[Task requirements] Which lines in the records below mention the word "positive"? Copy each one out.

[Records to use]
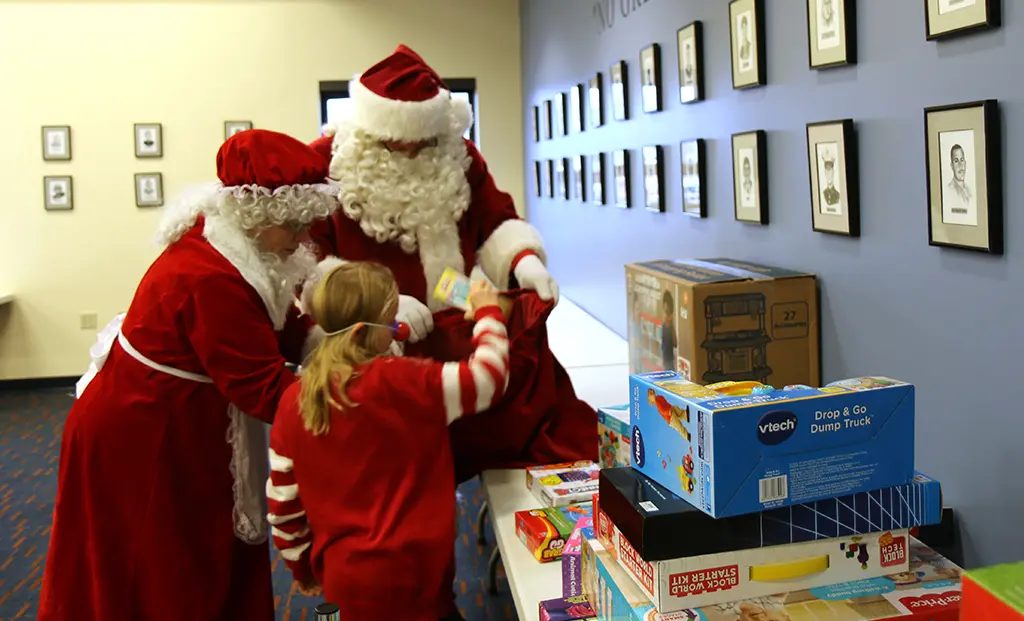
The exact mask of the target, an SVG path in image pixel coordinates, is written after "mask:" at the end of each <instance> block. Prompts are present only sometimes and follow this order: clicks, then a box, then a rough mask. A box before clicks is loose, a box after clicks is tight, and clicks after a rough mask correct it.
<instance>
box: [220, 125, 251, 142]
mask: <svg viewBox="0 0 1024 621" xmlns="http://www.w3.org/2000/svg"><path fill="white" fill-rule="evenodd" d="M252 128H253V122H252V121H224V139H225V140H226V139H227V138H229V137H231V136H233V135H234V134H237V133H239V132H240V131H246V130H247V129H252Z"/></svg>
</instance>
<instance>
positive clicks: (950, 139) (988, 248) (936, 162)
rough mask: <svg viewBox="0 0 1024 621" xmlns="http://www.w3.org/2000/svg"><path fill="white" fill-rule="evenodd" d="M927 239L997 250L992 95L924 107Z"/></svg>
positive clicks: (1001, 138)
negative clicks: (958, 102) (927, 175)
mask: <svg viewBox="0 0 1024 621" xmlns="http://www.w3.org/2000/svg"><path fill="white" fill-rule="evenodd" d="M925 140H926V154H927V156H926V157H927V159H928V162H927V164H928V169H927V170H928V243H929V244H930V245H932V246H947V247H951V248H961V249H964V250H977V251H980V252H987V253H989V254H1002V149H1001V141H1002V138H1001V129H1000V122H999V107H998V102H997V101H995V100H994V99H987V100H984V101H974V102H970V103H956V105H953V106H941V107H936V108H929V109H926V110H925Z"/></svg>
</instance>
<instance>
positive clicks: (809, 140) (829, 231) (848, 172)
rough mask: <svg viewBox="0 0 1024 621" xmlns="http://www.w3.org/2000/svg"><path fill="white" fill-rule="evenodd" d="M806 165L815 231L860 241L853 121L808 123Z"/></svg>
mask: <svg viewBox="0 0 1024 621" xmlns="http://www.w3.org/2000/svg"><path fill="white" fill-rule="evenodd" d="M807 164H808V168H809V170H810V179H811V224H812V227H813V229H814V231H817V232H819V233H835V234H837V235H847V236H850V237H860V192H859V190H860V187H859V180H858V166H857V143H856V135H855V134H854V126H853V121H852V120H851V119H844V120H842V121H825V122H822V123H808V124H807Z"/></svg>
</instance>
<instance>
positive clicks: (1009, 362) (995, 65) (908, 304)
mask: <svg viewBox="0 0 1024 621" xmlns="http://www.w3.org/2000/svg"><path fill="white" fill-rule="evenodd" d="M605 1H606V0H605ZM625 3H626V4H627V5H630V4H633V3H634V0H625ZM594 4H595V2H594V0H557V1H552V0H522V16H521V19H522V37H523V44H522V53H523V92H524V97H525V98H524V101H523V110H524V123H523V126H524V127H526V128H529V127H530V118H529V115H530V114H531V112H530V111H531V108H532V106H535V105H540V103H541V102H542V101H543V100H544V99H546V98H549V97H550V96H551V95H552V94H554V93H555V92H557V91H559V90H561V91H568V89H569V87H570V86H571V85H572V84H575V83H579V82H586V81H587V80H588V78H589V77H590V76H591V75H592V74H594V73H595V72H598V71H600V72H602V74H603V76H604V97H605V98H604V107H605V118H606V120H607V121H608V122H607V123H606V125H605V126H604V127H601V128H598V129H587V130H586V131H585V132H583V133H580V134H570V135H569V136H566V137H560V138H557V139H555V140H552V141H542V142H540V143H535V142H532V136H527V143H526V161H525V162H524V165H525V166H526V168H525V170H526V178H527V179H531V178H532V170H534V168H532V162H534V161H535V160H537V159H549V158H557V157H571V156H574V155H578V154H590V153H595V152H602V151H603V152H610V151H612V150H614V149H622V148H628V149H631V150H634V155H633V158H634V160H633V161H634V167H633V172H634V176H633V191H634V197H633V198H634V205H642V198H643V197H642V192H643V190H642V187H641V184H640V172H639V165H638V162H639V155H638V152H637V150H638V149H639V148H640V147H643V146H645V144H662V146H664V147H665V148H666V158H667V160H666V173H667V177H666V185H667V198H668V208H669V211H668V212H667V213H664V214H657V213H649V212H646V211H644V210H643V208H642V207H639V208H638V207H634V208H633V209H632V210H623V209H618V208H615V207H613V206H610V205H608V206H604V207H600V206H596V205H590V204H580V203H573V202H569V203H566V202H563V201H559V200H557V199H554V200H553V199H547V198H543V199H538V198H535V197H534V191H532V187H531V185H530V188H529V189H528V191H527V196H528V197H529V204H528V206H527V213H528V217H529V219H530V220H531V221H534V222H535V223H536V224H537V225H538V226H539V229H540V230H541V232H542V234H543V235H544V237H545V241H546V243H547V246H548V249H549V253H550V263H551V266H552V271H553V272H554V275H555V277H556V278H557V279H558V280H559V282H560V284H561V286H562V288H563V291H564V295H566V296H567V297H569V298H571V299H572V300H573V301H575V302H578V303H579V304H581V305H582V306H584V307H585V308H586V309H587V310H589V312H590V313H591V314H593V315H595V316H596V317H597V318H599V319H600V320H601V321H603V322H604V323H605V324H607V325H608V326H610V327H611V328H612V329H614V330H615V331H616V332H618V333H620V334H625V324H626V299H625V290H624V282H625V277H624V272H623V264H624V263H627V262H630V261H637V260H647V259H655V258H681V257H699V256H720V255H731V256H735V257H737V258H746V259H754V260H760V261H763V262H768V263H773V264H776V265H779V266H784V267H793V268H798V270H807V271H811V272H814V273H816V274H818V275H819V277H820V287H821V321H822V361H823V362H822V365H823V373H824V375H823V379H824V380H825V381H831V380H835V379H840V378H845V377H850V376H856V375H865V374H879V375H889V376H892V377H897V378H900V379H904V380H907V381H911V382H913V383H914V384H916V385H918V386H919V388H918V402H916V403H918V437H916V450H918V458H916V461H918V465H919V468H920V469H922V470H923V471H925V472H927V473H930V474H931V475H933V477H936V478H937V479H939V480H940V481H942V483H943V484H944V492H945V497H946V503H947V504H948V505H951V506H954V507H956V508H957V509H958V510H961V511H962V516H963V520H964V528H965V535H966V546H967V555H968V557H967V562H968V565H969V566H975V565H979V564H991V563H996V562H1004V561H1010V560H1021V558H1024V530H1022V525H1024V444H1022V441H1024V439H1022V436H1024V391H1022V392H1018V391H1017V390H1019V389H1021V388H1022V387H1024V373H1022V372H1024V365H1022V364H1021V354H1022V348H1024V251H1022V250H1020V248H1021V245H1020V242H1021V241H1022V240H1024V218H1022V217H1021V215H1020V210H1019V207H1020V199H1019V197H1021V196H1024V175H1022V174H1014V171H1016V170H1020V169H1021V161H1022V155H1024V153H1022V150H1024V80H1022V79H1021V75H1022V70H1021V68H1020V67H1021V66H1020V63H1021V58H1024V13H1022V12H1021V11H1022V8H1024V3H1021V2H1019V1H1018V0H1011V1H1006V2H1005V4H1006V6H1005V12H1004V27H1002V29H1001V30H998V31H994V32H989V33H982V34H978V35H972V36H969V37H967V38H964V39H961V40H955V41H948V42H943V43H939V44H936V43H934V42H927V41H926V40H925V27H924V6H923V4H924V3H923V2H921V0H898V1H895V0H859V1H858V13H859V14H858V25H857V26H858V48H859V54H858V55H859V64H858V65H857V66H856V67H852V68H842V69H834V70H827V71H824V72H815V71H810V70H809V69H808V63H807V43H806V16H805V11H806V8H805V7H806V2H804V1H803V0H782V1H776V0H770V1H769V2H767V3H766V4H767V5H768V9H767V13H766V42H767V77H768V86H766V87H763V88H758V89H754V90H750V91H734V90H733V89H732V87H731V75H730V58H729V34H728V18H727V11H728V8H727V6H728V2H726V0H687V1H685V2H682V1H679V0H647V1H646V2H645V3H643V4H642V5H641V6H640V8H639V9H635V10H634V11H633V12H632V14H630V16H629V17H628V18H626V19H624V18H623V17H622V13H618V14H617V15H616V20H615V24H614V26H613V28H612V29H610V30H608V31H606V32H605V33H604V34H599V32H598V20H597V19H596V18H595V17H594V16H593V13H592V7H593V5H594ZM615 5H616V9H617V5H618V0H615ZM693 19H701V20H703V26H705V50H703V52H705V74H706V96H707V100H706V101H703V102H700V103H695V105H688V106H685V107H684V106H683V105H681V103H679V102H678V95H677V94H676V93H678V77H677V76H678V73H677V72H678V70H677V64H676V30H677V29H678V28H680V27H682V26H684V25H686V24H688V23H689V22H691V20H693ZM1014 41H1017V42H1016V43H1014ZM652 42H653V43H658V44H660V47H662V58H663V61H662V65H663V76H662V79H663V84H664V86H665V99H664V100H665V112H662V113H659V114H652V115H645V114H643V113H641V112H639V111H640V98H639V95H640V88H639V72H638V71H637V69H638V66H639V53H640V49H641V48H642V47H645V46H646V45H648V44H649V43H652ZM618 59H625V60H627V61H628V63H629V66H630V76H629V77H630V84H629V95H630V113H631V117H632V118H631V120H629V121H628V122H614V121H611V120H610V119H611V109H610V91H609V88H608V68H609V66H610V65H611V64H612V63H613V61H615V60H618ZM988 97H992V98H997V99H999V100H1000V103H1001V111H1002V119H1004V125H1005V129H1004V136H1005V148H1004V160H1005V169H1006V171H1007V181H1006V193H1007V203H1006V210H1007V215H1006V218H1005V221H1006V231H1007V232H1006V239H1007V254H1006V255H1005V256H1004V257H1001V258H997V257H989V256H985V255H981V254H978V253H971V252H964V251H955V250H947V249H939V248H933V247H930V246H929V245H928V227H927V211H926V190H925V146H924V121H923V110H924V108H926V107H928V106H937V105H944V103H954V102H961V101H969V100H975V99H981V98H988ZM847 117H849V118H853V119H854V120H855V121H856V124H857V129H858V141H859V146H860V154H861V155H860V170H861V212H862V216H861V222H862V237H861V239H859V240H858V239H848V238H842V237H838V236H829V235H823V234H818V233H814V232H812V231H811V221H810V215H811V214H810V205H809V201H810V199H809V190H808V170H807V151H806V138H805V124H806V123H808V122H811V121H822V120H830V119H840V118H847ZM750 129H764V130H766V131H767V132H768V171H769V172H768V174H769V192H770V215H771V224H770V225H768V226H759V225H756V224H744V223H740V222H737V221H735V220H734V219H733V212H732V185H731V169H730V157H729V155H730V154H729V150H730V147H729V144H730V142H729V139H730V134H732V133H733V132H737V131H745V130H750ZM691 137H701V138H706V139H707V140H708V174H709V185H710V188H709V203H710V210H709V217H708V218H707V219H703V220H700V219H691V218H690V217H687V216H685V215H683V214H682V213H681V207H680V205H681V200H682V197H681V188H680V175H679V141H680V140H681V139H685V138H691ZM608 168H610V163H609V164H608V166H607V168H606V171H607V170H608ZM610 183H611V178H610V175H608V174H606V176H605V187H606V188H607V189H608V190H609V197H610V188H611V187H610Z"/></svg>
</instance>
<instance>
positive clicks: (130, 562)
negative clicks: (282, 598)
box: [39, 223, 310, 621]
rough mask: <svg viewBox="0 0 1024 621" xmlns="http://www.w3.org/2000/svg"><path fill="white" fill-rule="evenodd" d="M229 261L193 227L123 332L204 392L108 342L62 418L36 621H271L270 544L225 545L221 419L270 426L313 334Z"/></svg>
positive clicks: (231, 490) (294, 377)
mask: <svg viewBox="0 0 1024 621" xmlns="http://www.w3.org/2000/svg"><path fill="white" fill-rule="evenodd" d="M227 246H231V244H230V243H228V244H227ZM234 247H236V248H238V245H237V244H236V245H234ZM232 258H234V259H236V260H234V262H232V260H229V259H228V258H225V255H224V254H222V251H218V250H217V249H215V248H214V247H213V246H212V245H211V243H210V242H208V241H207V240H206V239H204V237H203V231H202V223H200V224H198V225H196V226H195V227H194V229H193V230H191V231H189V232H188V233H186V234H185V235H184V237H183V238H182V239H181V240H179V241H178V242H176V243H174V244H172V245H171V246H169V247H168V248H167V249H166V250H165V251H164V252H163V253H162V254H161V256H160V257H158V258H157V260H156V261H155V262H154V264H153V265H152V266H151V267H150V270H148V272H147V273H146V274H145V276H144V277H143V279H142V281H141V283H140V284H139V286H138V289H137V291H136V293H135V297H134V299H133V300H132V303H131V306H130V308H129V310H128V313H127V316H126V318H125V321H124V324H123V326H122V332H123V334H124V336H125V338H126V340H127V341H128V343H130V345H131V346H133V347H134V349H136V350H137V351H138V353H139V354H141V355H142V356H144V357H146V358H148V359H150V360H151V361H154V362H157V363H160V364H163V365H166V366H168V367H172V368H175V369H178V370H181V371H187V372H191V373H195V374H199V375H205V376H207V377H209V378H211V379H212V380H213V381H212V383H200V382H197V381H191V380H188V379H182V378H178V377H175V376H172V375H169V374H167V373H164V372H161V371H157V370H154V369H152V368H150V367H147V366H145V365H143V364H142V363H140V362H139V361H138V360H136V359H135V358H133V357H132V356H130V355H129V354H128V353H127V351H126V350H125V349H124V348H122V347H121V345H120V344H119V343H118V342H116V341H115V342H114V345H113V347H112V349H111V350H110V355H109V358H108V359H106V361H105V364H104V365H103V366H102V368H101V369H100V371H99V373H98V374H97V375H96V376H95V377H94V378H93V379H92V381H91V383H90V384H89V385H88V387H87V388H86V389H85V391H84V392H83V394H82V395H81V397H80V399H78V400H77V401H76V402H75V404H74V406H73V407H72V409H71V412H70V414H69V415H68V420H67V423H66V426H65V430H63V439H62V442H61V449H60V465H59V472H58V480H57V495H56V507H55V510H54V516H53V528H52V535H51V539H50V547H49V553H48V556H47V562H46V568H45V572H44V576H43V583H42V594H41V598H40V605H39V619H41V620H44V621H59V620H65V619H67V620H69V621H71V620H75V621H113V620H121V619H124V620H129V619H145V620H146V621H160V620H164V619H166V620H167V621H179V620H181V619H188V620H190V621H204V620H205V621H226V620H228V619H246V620H247V621H272V620H273V618H274V611H273V595H272V589H271V582H270V567H269V563H268V553H269V551H268V547H267V544H266V543H263V544H259V545H250V544H247V543H244V542H242V541H241V540H239V539H238V538H237V537H236V535H234V528H233V522H232V505H233V496H232V488H231V485H232V477H231V473H230V470H229V462H230V459H231V447H230V445H229V444H228V442H227V430H228V416H227V410H228V404H229V403H233V404H234V405H236V406H237V407H238V408H240V409H241V410H242V411H244V412H246V413H248V414H250V415H252V416H255V417H257V418H259V419H260V420H263V421H265V422H271V421H272V419H273V415H274V412H275V408H276V406H278V401H279V400H280V398H281V396H282V395H283V394H284V392H285V390H286V389H287V388H288V387H289V386H290V385H292V384H293V383H294V382H295V377H294V375H293V374H292V373H291V371H289V370H287V368H286V367H285V362H286V360H288V361H290V362H294V363H298V362H300V361H301V356H302V349H303V345H304V344H305V340H306V338H307V336H308V333H309V328H310V326H309V324H308V322H307V320H306V319H305V318H300V317H299V316H298V314H297V312H295V309H294V307H292V308H290V309H288V308H285V307H284V306H281V307H278V308H275V312H274V313H271V312H270V310H269V309H268V305H267V302H264V297H262V296H261V292H260V291H258V290H257V288H256V287H255V286H254V285H251V284H250V280H251V279H249V280H247V278H246V277H245V276H244V275H250V276H251V271H252V268H253V267H252V265H251V264H250V265H246V264H241V263H240V262H239V260H238V259H239V257H237V256H236V257H232ZM271 315H273V316H274V318H273V319H271ZM275 323H276V324H279V327H281V328H282V329H280V330H275V326H274V324H275ZM280 324H284V325H283V326H281V325H280Z"/></svg>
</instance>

[Solution to this task]
positive clicks: (950, 139) (988, 248) (936, 162)
positive clicks: (1001, 138)
positive clicks: (809, 140) (829, 231) (848, 172)
positive clicks: (1009, 362) (995, 65) (908, 304)
positive clicks: (130, 562)
positive clicks: (231, 490) (294, 377)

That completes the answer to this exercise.